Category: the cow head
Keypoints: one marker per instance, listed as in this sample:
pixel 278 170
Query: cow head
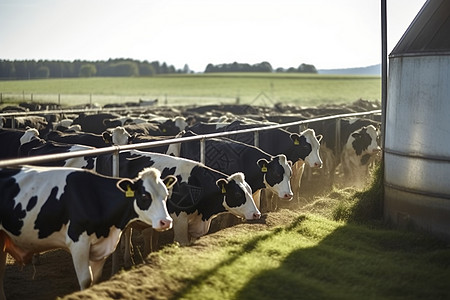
pixel 365 140
pixel 150 194
pixel 118 136
pixel 277 173
pixel 28 135
pixel 308 145
pixel 237 196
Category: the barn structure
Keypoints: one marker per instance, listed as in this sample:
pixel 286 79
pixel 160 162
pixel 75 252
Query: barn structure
pixel 417 134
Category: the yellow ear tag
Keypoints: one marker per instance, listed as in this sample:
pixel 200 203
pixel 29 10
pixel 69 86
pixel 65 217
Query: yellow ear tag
pixel 129 193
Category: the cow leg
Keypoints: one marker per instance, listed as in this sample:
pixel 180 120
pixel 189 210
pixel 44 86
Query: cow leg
pixel 3 255
pixel 97 269
pixel 80 258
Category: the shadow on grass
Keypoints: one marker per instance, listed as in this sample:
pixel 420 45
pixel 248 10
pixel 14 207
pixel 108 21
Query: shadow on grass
pixel 352 262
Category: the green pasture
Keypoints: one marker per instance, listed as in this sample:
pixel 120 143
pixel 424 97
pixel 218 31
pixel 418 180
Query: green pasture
pixel 190 89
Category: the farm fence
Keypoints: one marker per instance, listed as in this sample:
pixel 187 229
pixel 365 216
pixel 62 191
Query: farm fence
pixel 81 99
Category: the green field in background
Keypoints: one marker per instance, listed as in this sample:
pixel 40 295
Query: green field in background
pixel 249 88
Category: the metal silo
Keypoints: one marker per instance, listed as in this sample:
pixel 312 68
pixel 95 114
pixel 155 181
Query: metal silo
pixel 417 132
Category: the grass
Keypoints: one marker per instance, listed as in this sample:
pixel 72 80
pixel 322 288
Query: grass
pixel 297 89
pixel 297 254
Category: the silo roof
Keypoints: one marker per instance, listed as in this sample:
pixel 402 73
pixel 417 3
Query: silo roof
pixel 429 32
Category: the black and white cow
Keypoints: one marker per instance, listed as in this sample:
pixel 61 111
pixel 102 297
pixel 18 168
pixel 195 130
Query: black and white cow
pixel 261 169
pixel 42 147
pixel 200 194
pixel 170 126
pixel 44 208
pixel 304 146
pixel 115 136
pixel 360 150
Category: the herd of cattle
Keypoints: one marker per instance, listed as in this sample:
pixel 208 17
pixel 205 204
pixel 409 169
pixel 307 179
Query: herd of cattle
pixel 77 205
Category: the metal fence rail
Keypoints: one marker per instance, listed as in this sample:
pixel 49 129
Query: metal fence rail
pixel 116 149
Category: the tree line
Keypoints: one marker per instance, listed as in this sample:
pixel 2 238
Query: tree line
pixel 32 69
pixel 260 67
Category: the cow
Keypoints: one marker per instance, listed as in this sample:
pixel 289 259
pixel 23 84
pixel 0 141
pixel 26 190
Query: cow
pixel 331 147
pixel 115 136
pixel 297 147
pixel 158 126
pixel 170 126
pixel 42 147
pixel 359 151
pixel 261 169
pixel 12 139
pixel 45 208
pixel 94 123
pixel 24 122
pixel 200 194
pixel 304 146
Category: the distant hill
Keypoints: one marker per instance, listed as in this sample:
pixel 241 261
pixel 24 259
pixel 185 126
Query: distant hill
pixel 370 70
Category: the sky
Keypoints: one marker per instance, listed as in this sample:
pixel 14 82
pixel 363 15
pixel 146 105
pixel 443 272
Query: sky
pixel 329 34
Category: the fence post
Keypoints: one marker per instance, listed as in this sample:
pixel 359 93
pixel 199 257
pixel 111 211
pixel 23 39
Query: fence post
pixel 202 151
pixel 115 173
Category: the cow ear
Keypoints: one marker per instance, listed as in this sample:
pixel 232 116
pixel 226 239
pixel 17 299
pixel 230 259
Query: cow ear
pixel 262 163
pixel 295 137
pixel 169 181
pixel 221 184
pixel 107 137
pixel 126 186
pixel 356 135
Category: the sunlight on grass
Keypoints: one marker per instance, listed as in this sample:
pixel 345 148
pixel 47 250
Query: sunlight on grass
pixel 313 258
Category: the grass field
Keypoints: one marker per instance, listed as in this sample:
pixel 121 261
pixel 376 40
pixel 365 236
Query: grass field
pixel 249 88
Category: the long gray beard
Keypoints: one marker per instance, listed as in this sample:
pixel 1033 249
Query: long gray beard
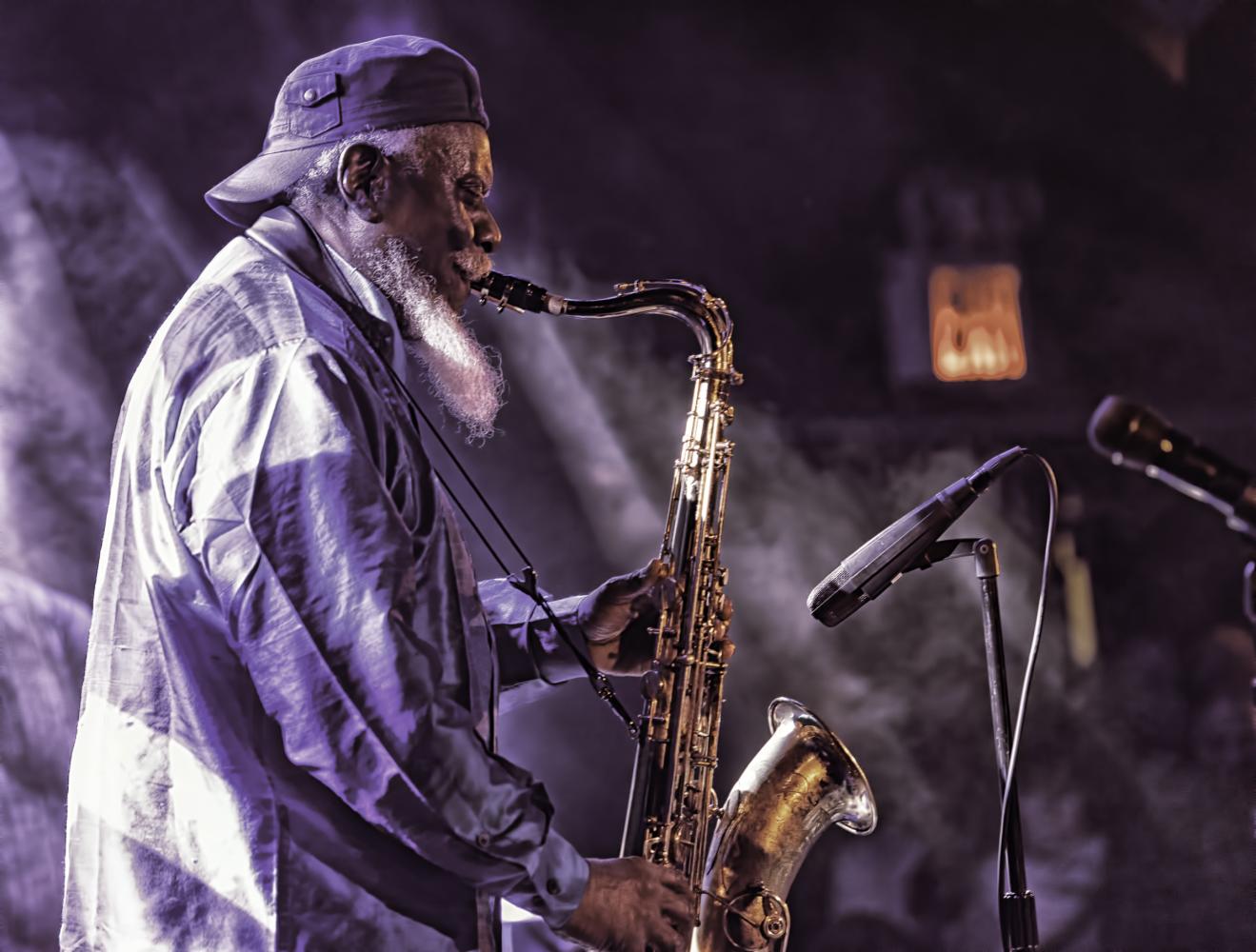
========================================
### Your task
Output nothing but the lines from the line with "Query: tree line" through the last line of the material above, please, word for word and without the pictures.

### Finished exercise
Query: tree line
pixel 32 69
pixel 260 67
Category: the cow
Keypoints: one marker per instance, listed as in this sample:
pixel 289 259
pixel 23 84
pixel 0 141
pixel 26 190
Query: cow
pixel 331 147
pixel 115 136
pixel 297 147
pixel 158 126
pixel 170 126
pixel 42 147
pixel 359 151
pixel 261 169
pixel 12 139
pixel 45 208
pixel 94 123
pixel 24 122
pixel 200 194
pixel 304 146
Category: the distant hill
Keypoints: one marker per instance, listed as in this sample:
pixel 241 261
pixel 24 259
pixel 185 126
Query: distant hill
pixel 370 70
Category: the sky
Keypoints: one marker per instance, listed as in this sample:
pixel 14 82
pixel 363 15
pixel 146 105
pixel 443 272
Query: sky
pixel 329 34
Category: the fence post
Keypoints: one marker per instance, listed as in this sample:
pixel 359 93
pixel 199 257
pixel 111 211
pixel 23 39
Query: fence post
pixel 202 151
pixel 115 173
Category: the cow ear
Keypoints: one marker per instance, listed as in this sample:
pixel 232 116
pixel 226 239
pixel 17 299
pixel 230 259
Query: cow ear
pixel 262 163
pixel 295 137
pixel 169 181
pixel 221 184
pixel 107 137
pixel 126 186
pixel 356 135
Category: the sunlight on grass
Keypoints: one marker per instance, listed as in this sample:
pixel 345 148
pixel 47 250
Query: sunlight on grass
pixel 313 258
Category: the grass field
Keypoints: one marker per instance, listed as in this sample:
pixel 121 261
pixel 376 40
pixel 365 236
Query: grass field
pixel 249 88
Category: the long gray beard
Keypoints: one marker per instance, listed as in this sample:
pixel 1033 249
Query: long gray beard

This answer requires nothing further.